_STATED PROBLEM:_ Would you output the lines from the one with "Identify one point on each instance of the green grass" through the last line of the material below, exactly, but without pictures?

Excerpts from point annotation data
--
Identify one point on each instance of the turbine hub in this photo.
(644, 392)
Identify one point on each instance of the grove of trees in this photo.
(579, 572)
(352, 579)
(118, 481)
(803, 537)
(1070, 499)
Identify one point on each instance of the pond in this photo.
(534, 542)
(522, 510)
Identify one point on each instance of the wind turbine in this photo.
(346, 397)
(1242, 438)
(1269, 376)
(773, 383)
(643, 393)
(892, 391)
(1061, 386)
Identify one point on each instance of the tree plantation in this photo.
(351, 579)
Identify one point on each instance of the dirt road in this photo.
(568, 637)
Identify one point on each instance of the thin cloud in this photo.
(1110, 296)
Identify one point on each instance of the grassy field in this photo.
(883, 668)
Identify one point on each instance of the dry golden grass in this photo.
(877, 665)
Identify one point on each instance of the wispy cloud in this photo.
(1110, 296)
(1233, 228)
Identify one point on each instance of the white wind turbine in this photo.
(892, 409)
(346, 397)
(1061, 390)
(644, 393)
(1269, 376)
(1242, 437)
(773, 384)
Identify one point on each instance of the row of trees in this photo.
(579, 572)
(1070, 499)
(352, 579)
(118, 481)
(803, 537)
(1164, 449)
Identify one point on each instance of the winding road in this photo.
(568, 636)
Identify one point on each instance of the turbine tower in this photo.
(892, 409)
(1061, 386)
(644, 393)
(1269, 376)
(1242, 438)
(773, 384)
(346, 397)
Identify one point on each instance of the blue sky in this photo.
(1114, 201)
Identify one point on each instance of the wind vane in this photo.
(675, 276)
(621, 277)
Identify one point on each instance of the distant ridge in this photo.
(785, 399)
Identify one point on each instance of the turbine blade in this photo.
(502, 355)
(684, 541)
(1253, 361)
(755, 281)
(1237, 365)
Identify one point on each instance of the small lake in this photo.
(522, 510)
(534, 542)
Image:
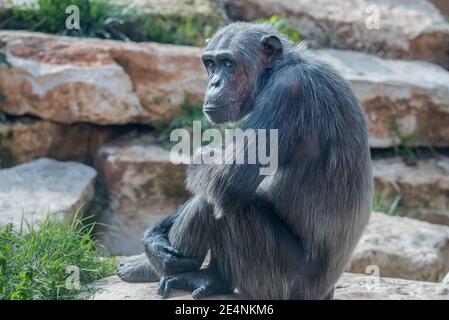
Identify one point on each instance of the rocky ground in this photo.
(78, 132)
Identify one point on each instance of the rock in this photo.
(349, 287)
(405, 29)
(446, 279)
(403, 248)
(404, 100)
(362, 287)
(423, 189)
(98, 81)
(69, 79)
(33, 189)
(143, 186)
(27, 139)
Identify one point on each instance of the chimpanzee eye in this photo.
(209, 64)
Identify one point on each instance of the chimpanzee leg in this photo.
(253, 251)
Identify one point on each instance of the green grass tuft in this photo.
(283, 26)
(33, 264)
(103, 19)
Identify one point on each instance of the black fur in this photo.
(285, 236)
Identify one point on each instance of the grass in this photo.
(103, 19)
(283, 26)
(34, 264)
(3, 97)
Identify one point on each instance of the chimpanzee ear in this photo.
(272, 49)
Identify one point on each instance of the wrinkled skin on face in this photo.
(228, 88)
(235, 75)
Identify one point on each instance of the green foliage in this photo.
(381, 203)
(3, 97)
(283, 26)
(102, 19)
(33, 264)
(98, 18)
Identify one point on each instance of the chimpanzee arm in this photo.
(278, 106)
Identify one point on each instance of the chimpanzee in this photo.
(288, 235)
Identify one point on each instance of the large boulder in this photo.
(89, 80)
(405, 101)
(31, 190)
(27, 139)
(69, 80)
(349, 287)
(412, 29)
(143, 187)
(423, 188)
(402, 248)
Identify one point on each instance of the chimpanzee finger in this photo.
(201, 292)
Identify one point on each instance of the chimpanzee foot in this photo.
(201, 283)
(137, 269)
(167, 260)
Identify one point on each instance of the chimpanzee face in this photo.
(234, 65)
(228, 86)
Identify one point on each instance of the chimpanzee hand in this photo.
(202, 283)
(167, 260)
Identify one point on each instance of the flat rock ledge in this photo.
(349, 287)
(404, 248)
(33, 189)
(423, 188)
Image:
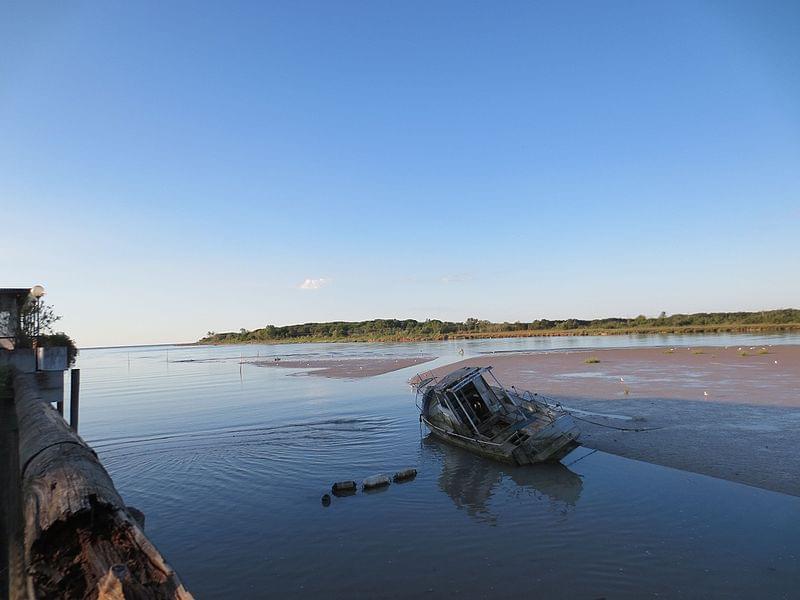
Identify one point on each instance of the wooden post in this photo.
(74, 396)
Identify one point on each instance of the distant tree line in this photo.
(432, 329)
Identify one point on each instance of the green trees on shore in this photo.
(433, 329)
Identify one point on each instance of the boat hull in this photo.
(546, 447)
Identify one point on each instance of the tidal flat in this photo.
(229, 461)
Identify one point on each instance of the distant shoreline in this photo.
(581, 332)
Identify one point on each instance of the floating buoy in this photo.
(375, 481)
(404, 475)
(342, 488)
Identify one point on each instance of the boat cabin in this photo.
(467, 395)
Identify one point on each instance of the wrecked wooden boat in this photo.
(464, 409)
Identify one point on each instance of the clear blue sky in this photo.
--
_EXPECTED OUTPUT:_
Identify one point on each instance of the green grass tuft in this photo.
(283, 26)
(33, 264)
(103, 19)
Identify one point on each instance of the black fur in this photo.
(285, 236)
Identify one point on each instance of the grass in this photo.
(103, 19)
(283, 26)
(34, 264)
(3, 97)
Identify one point on each instance of the chimpanzee ear in this photo.
(272, 49)
Identify one point on each instance of the wrinkled skin on face in this photo.
(228, 88)
(235, 75)
Identify one point on each instance of the green foliage in this photo.
(381, 203)
(3, 97)
(283, 26)
(102, 19)
(33, 264)
(98, 18)
Identify one point on each instance of the chimpanzee arm in this photo.
(278, 106)
Identify one point on each instance of the chimpanzee in this photo.
(288, 235)
Identify one point on each instance of the large boulder in this photo.
(89, 80)
(405, 101)
(31, 190)
(27, 139)
(69, 80)
(349, 287)
(412, 29)
(143, 187)
(423, 188)
(402, 248)
Identify one point on each instance of the chimpanzee finger in this photo.
(201, 292)
Identify one point on each instance of the chimpanzee foot in this photo.
(201, 283)
(137, 269)
(167, 260)
Identify one point on each instance of the chimpanzee face in this photo.
(234, 65)
(228, 86)
Identify one point on each instance of the chimpanzee hand in this photo.
(202, 283)
(167, 260)
Identify one point on each instance of the flat rock ledge in this photo.
(349, 287)
(404, 248)
(33, 189)
(423, 188)
Image:
Identify one point on each instance of the wooden post in this photo.
(74, 396)
Identify one point on each instance of the distant tree line in this photo.
(432, 329)
Identify one point on each instance of the green trees on shore in this photo.
(433, 329)
Identify one point on each instance of the boat hull in this photo.
(546, 447)
Identify one point on each instance of the tidal flat in this photo.
(229, 461)
Identify one point on each instance of the distant shoreline in this photo.
(581, 332)
Identify one point on each instance of the floating buoy in this photo.
(375, 481)
(404, 475)
(342, 488)
Identify one point on each instance of the boat cabin in this photo.
(467, 395)
Identify one point on each instance of the wrecked wooden boat in this photo.
(464, 409)
Identify one point on each instance of the clear blue sky in this photo.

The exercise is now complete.